┌─ Source material

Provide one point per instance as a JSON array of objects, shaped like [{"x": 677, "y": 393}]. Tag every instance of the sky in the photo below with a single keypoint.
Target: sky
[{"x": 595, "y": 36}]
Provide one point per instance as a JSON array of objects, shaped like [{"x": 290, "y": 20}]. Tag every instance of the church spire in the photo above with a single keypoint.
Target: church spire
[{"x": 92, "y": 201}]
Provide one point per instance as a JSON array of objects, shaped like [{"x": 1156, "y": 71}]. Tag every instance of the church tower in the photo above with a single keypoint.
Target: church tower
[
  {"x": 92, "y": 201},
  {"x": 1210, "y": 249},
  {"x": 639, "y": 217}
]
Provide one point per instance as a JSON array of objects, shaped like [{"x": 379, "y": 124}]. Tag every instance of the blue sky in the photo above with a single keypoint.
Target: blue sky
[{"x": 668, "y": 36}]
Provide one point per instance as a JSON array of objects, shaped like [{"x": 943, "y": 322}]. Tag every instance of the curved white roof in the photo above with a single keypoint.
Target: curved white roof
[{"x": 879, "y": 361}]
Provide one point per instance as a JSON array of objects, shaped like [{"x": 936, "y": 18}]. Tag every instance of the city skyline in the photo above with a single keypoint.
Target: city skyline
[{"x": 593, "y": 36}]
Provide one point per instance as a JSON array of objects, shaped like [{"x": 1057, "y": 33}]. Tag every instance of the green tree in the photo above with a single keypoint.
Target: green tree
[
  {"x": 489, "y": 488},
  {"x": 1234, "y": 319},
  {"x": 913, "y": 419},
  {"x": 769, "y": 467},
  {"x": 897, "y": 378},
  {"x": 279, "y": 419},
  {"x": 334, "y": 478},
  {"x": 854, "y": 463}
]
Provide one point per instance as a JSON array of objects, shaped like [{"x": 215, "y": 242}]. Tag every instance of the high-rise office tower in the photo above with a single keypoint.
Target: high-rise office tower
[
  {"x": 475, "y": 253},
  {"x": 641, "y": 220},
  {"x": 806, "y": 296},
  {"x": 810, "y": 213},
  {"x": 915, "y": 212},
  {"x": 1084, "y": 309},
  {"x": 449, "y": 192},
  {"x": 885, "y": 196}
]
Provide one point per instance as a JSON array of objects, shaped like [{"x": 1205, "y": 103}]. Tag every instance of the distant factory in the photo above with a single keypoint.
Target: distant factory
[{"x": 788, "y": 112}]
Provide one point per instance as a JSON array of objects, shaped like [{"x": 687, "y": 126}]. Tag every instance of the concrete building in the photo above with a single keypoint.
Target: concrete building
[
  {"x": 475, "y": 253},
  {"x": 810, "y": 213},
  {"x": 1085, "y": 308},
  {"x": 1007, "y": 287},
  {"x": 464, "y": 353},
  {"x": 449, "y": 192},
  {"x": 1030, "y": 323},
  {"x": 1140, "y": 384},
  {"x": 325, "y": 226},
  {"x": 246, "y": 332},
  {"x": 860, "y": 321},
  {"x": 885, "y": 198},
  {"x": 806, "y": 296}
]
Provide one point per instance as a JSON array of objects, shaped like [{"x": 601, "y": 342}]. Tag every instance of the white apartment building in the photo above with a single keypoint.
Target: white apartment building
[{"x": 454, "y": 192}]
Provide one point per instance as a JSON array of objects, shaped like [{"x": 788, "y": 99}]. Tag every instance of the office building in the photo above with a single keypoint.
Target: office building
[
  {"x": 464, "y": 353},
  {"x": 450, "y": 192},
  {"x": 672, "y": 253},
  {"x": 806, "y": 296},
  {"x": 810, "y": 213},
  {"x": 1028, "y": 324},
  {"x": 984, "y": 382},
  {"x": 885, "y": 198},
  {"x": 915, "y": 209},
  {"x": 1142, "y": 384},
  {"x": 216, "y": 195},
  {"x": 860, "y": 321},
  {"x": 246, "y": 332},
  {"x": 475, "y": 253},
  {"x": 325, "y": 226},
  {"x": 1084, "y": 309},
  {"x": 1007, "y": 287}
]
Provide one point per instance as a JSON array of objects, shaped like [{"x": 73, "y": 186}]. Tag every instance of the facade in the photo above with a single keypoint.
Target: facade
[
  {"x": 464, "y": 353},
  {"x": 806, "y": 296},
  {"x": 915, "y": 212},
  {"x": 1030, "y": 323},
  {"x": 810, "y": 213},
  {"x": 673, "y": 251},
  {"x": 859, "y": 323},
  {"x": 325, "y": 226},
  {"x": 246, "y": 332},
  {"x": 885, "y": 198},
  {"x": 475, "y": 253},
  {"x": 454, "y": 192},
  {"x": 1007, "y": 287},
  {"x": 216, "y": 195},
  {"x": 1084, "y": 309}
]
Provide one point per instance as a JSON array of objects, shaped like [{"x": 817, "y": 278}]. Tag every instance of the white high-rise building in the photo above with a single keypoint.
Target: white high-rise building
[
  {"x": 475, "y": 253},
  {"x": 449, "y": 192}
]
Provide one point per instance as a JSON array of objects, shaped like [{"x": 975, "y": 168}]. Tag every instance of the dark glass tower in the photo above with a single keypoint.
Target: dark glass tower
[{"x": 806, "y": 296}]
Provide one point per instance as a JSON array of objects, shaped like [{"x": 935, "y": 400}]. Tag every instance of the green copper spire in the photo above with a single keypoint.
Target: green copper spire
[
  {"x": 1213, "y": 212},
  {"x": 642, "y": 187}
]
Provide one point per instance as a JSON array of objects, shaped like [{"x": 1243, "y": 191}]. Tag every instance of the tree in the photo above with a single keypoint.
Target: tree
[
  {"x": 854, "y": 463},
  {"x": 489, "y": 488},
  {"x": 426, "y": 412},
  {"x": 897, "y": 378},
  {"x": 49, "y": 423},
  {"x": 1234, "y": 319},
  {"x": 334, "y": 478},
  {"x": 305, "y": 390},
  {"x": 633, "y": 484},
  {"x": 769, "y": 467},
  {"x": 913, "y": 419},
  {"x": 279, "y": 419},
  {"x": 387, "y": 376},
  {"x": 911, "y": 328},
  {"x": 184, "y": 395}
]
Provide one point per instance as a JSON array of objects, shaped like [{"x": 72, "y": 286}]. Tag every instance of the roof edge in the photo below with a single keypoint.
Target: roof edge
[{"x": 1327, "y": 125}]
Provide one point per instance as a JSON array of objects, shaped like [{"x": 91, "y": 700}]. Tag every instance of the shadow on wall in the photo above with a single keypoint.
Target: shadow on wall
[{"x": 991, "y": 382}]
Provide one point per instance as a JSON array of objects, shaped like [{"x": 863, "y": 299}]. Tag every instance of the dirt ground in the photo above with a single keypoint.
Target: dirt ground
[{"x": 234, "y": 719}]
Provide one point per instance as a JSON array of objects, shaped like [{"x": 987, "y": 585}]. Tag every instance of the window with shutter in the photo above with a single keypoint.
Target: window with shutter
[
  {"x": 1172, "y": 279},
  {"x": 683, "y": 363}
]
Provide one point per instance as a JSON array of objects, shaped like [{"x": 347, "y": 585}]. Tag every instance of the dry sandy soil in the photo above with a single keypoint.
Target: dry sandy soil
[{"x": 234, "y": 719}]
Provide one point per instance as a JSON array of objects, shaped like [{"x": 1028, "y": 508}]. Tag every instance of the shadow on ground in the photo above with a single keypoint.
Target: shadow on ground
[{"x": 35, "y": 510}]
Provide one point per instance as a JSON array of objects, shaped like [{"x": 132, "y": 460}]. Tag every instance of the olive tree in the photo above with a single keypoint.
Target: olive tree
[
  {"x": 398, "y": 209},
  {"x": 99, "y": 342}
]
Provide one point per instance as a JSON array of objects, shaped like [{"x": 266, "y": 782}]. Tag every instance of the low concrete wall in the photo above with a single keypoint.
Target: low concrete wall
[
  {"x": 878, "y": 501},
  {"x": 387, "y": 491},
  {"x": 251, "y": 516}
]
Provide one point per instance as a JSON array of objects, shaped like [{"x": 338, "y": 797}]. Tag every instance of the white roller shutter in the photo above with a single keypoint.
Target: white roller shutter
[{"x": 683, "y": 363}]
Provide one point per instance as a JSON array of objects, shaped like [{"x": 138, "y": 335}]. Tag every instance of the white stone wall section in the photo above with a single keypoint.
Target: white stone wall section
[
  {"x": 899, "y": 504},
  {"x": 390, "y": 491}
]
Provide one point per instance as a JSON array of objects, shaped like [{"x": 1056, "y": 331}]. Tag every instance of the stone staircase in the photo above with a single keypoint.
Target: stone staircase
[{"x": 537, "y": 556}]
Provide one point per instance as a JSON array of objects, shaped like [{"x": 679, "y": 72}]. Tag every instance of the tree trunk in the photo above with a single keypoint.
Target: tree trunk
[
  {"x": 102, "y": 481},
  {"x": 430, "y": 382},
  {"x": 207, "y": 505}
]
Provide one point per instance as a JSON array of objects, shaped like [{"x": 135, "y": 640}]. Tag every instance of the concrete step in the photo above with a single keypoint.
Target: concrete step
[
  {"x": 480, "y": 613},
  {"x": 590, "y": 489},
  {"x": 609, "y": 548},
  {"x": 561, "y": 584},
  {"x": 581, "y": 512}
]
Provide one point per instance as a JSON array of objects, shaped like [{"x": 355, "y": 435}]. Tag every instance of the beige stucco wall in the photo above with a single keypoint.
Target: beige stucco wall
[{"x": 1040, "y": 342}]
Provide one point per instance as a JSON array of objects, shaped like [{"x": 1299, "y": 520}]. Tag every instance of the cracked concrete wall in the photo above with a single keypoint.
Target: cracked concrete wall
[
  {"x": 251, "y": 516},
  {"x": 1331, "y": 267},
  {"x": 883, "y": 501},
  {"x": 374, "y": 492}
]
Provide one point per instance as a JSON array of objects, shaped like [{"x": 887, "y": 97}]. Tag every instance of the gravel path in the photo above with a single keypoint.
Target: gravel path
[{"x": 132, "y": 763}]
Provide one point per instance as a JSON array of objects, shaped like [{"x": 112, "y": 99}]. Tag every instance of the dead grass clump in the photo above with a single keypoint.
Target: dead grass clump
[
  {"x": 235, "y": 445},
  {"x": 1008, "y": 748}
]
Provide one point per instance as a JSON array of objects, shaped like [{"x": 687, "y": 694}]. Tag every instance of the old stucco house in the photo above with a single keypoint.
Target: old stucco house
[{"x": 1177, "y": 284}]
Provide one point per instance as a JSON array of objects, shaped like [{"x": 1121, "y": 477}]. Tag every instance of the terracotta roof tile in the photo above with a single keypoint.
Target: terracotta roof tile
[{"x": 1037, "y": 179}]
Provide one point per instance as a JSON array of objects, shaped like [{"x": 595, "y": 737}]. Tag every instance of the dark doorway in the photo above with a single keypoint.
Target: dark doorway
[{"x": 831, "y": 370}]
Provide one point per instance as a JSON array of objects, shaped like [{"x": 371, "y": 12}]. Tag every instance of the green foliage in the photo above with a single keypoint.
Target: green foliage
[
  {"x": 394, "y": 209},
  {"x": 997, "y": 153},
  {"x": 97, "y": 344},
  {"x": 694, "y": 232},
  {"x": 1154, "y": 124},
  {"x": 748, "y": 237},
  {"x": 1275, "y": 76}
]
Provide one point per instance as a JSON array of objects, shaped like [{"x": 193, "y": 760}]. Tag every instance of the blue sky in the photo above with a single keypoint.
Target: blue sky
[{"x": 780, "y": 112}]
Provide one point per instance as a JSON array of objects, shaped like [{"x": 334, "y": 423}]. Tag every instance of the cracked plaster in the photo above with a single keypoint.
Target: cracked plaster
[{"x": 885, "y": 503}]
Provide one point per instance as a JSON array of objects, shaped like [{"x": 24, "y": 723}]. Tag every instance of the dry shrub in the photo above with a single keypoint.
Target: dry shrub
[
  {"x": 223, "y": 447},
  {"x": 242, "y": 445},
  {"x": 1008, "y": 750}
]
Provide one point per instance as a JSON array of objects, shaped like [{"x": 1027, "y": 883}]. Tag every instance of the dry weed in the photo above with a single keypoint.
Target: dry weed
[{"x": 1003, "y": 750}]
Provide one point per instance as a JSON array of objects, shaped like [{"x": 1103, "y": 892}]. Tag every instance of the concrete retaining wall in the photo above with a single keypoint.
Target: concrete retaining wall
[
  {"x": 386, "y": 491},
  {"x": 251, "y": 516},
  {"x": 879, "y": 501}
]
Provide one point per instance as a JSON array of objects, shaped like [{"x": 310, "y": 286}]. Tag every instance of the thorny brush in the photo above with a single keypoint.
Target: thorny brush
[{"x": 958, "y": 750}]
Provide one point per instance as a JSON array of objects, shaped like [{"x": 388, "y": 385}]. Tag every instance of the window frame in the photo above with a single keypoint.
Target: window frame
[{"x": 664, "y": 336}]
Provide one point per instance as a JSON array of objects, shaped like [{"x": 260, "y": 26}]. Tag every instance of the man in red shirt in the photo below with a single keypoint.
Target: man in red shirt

└─

What to produce:
When a line holds the string "below", pull it out of the listing.

Answer to the problem:
Provide one point per instance as a JSON array of objects, shaped like [{"x": 677, "y": 393}]. Tag every instance of the sky in the photo below with a single keypoint.
Provide one point per instance as a JSON array of objects, shaped like [{"x": 72, "y": 286}]. Tag every instance of the roof edge in the photo below with a single keypoint.
Provide one point per instance as a JSON array of objects, shaped like [{"x": 260, "y": 26}]. Tag every instance of the man in red shirt in the photo below with a single keypoint.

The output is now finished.